Your objective |
Revise the rows below so that "picture above" is replaced by "image above" throughout, with everything else unchanged. Omit the picture lines from your answer.

Rows pointing to named objects |

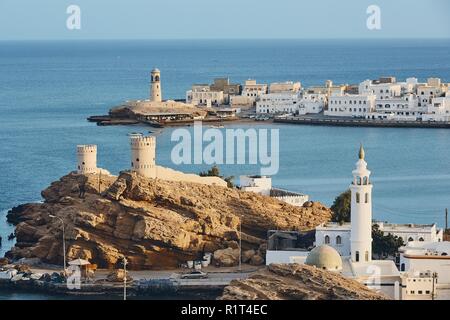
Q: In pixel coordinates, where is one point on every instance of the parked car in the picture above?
(195, 275)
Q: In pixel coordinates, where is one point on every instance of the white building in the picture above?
(253, 90)
(421, 262)
(201, 95)
(286, 102)
(312, 103)
(438, 109)
(285, 87)
(350, 105)
(431, 258)
(338, 235)
(384, 88)
(263, 185)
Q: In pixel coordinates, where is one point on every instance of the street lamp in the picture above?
(64, 240)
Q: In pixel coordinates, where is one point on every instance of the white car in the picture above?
(194, 275)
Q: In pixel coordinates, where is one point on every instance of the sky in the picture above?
(225, 19)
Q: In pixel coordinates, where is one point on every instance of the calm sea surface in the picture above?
(47, 89)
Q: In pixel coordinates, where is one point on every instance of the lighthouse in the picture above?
(361, 212)
(155, 86)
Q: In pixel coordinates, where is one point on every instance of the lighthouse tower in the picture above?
(361, 212)
(155, 86)
(87, 159)
(143, 155)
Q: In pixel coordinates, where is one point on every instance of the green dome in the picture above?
(324, 257)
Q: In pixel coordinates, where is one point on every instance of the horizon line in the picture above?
(228, 39)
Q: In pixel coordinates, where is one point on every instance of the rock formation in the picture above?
(155, 223)
(298, 282)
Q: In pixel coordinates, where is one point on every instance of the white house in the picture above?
(202, 95)
(347, 249)
(253, 90)
(384, 88)
(350, 105)
(438, 109)
(263, 185)
(312, 103)
(428, 257)
(285, 102)
(282, 87)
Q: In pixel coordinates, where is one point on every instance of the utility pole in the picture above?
(240, 244)
(64, 239)
(125, 278)
(446, 219)
(99, 180)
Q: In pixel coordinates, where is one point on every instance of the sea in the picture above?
(49, 88)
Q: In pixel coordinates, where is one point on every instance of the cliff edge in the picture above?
(155, 223)
(298, 282)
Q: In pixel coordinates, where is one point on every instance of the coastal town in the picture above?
(380, 102)
(177, 232)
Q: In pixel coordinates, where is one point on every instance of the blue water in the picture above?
(47, 89)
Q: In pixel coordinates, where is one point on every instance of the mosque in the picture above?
(419, 279)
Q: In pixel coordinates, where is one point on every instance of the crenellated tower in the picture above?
(143, 150)
(87, 159)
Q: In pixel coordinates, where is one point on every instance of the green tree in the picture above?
(384, 245)
(215, 172)
(341, 207)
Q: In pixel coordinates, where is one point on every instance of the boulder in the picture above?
(158, 224)
(226, 257)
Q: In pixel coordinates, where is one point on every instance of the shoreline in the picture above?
(364, 123)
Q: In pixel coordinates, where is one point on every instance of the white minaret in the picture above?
(155, 86)
(87, 159)
(361, 212)
(143, 151)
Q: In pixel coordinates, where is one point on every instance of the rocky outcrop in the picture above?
(154, 223)
(298, 282)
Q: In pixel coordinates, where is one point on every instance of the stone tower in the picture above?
(155, 86)
(143, 150)
(87, 159)
(361, 212)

Result |
Q: In pixel coordinates, where is one point on every instance of the parked car in the image above?
(195, 275)
Q: In pixel coordinates, where is one point on every instance of the white building in the image above?
(253, 90)
(421, 262)
(201, 95)
(286, 102)
(312, 103)
(438, 109)
(285, 87)
(350, 105)
(431, 258)
(338, 235)
(384, 88)
(263, 185)
Q: In pixel coordinates, where is one point on every instance of the street lamp in the image above?
(64, 240)
Q: In pixel coordinates, where is one point on every instance of the white car in the image above?
(194, 275)
Q: In pixel coordinates, where is one point on every instance of the sky in the image above?
(225, 19)
Q: In pixel coordinates, where is one point on every instance of the calm sea surface in the image above?
(47, 89)
Q: In pixel coordinates, where is one point on every instance of the lighthouse in the image above?
(361, 212)
(155, 86)
Q: In pixel coordinates, where is one point on every instance of the lighthouse tower in the image above?
(361, 212)
(155, 86)
(87, 159)
(143, 155)
Q: In pixel coordinates, where is one point on every instance of the green dome in the image above?
(324, 257)
Q: In pixel coordinates, where is one point on every instance of the horizon line in the image above?
(228, 39)
Q: In pixel coordinates, where is one point on every instance of the rock formation in the image above?
(155, 223)
(298, 282)
Q: In pixel coordinates, where is one point on every instance of the white house in the image above?
(202, 95)
(347, 249)
(253, 90)
(384, 88)
(350, 105)
(438, 109)
(263, 185)
(312, 103)
(428, 257)
(285, 102)
(282, 87)
Q: In pixel coordinates, where is one point on every instance of the utility pole in the image above?
(240, 244)
(64, 239)
(125, 278)
(446, 219)
(99, 180)
Q: In pixel coordinates, where is one point on every instance of the sea in the image above?
(49, 88)
Q: In pixel coordinates, where is one point on every instance of the cliff edge in the image above?
(155, 223)
(298, 282)
Q: In pixel coordinates, where is one point on every instance of the coastal town in the image above?
(380, 102)
(177, 232)
Q: In pixel coordinates, where is one point on every instance of the blue water in the image above?
(47, 89)
Q: In pixel coordinates, where is one point on every instance of the mosque in the image above?
(419, 279)
Q: In pixel coordinates, where is one point on every instance of the crenellated tower in the image above?
(143, 150)
(87, 159)
Q: In pixel coordinates, where is one point on every instance of the green tree in the image above?
(384, 245)
(215, 172)
(341, 207)
Q: In pixel coordinates, where is one point on every instance of the boulder in the image above?
(158, 224)
(226, 257)
Q: In pixel coordinates, where is one point on every instance of the shoreline in the image above?
(364, 123)
Q: In pixel coordinates, where is one point on every instance of the white minaret in the image above?
(155, 86)
(87, 159)
(361, 212)
(143, 151)
Q: In pixel coordinates, where is one point on every instance of the rocky outcrop in the image above?
(154, 223)
(298, 282)
Q: In pixel coordinates, where is one point on every instance of the stone tower in the image above?
(155, 86)
(143, 150)
(87, 159)
(361, 212)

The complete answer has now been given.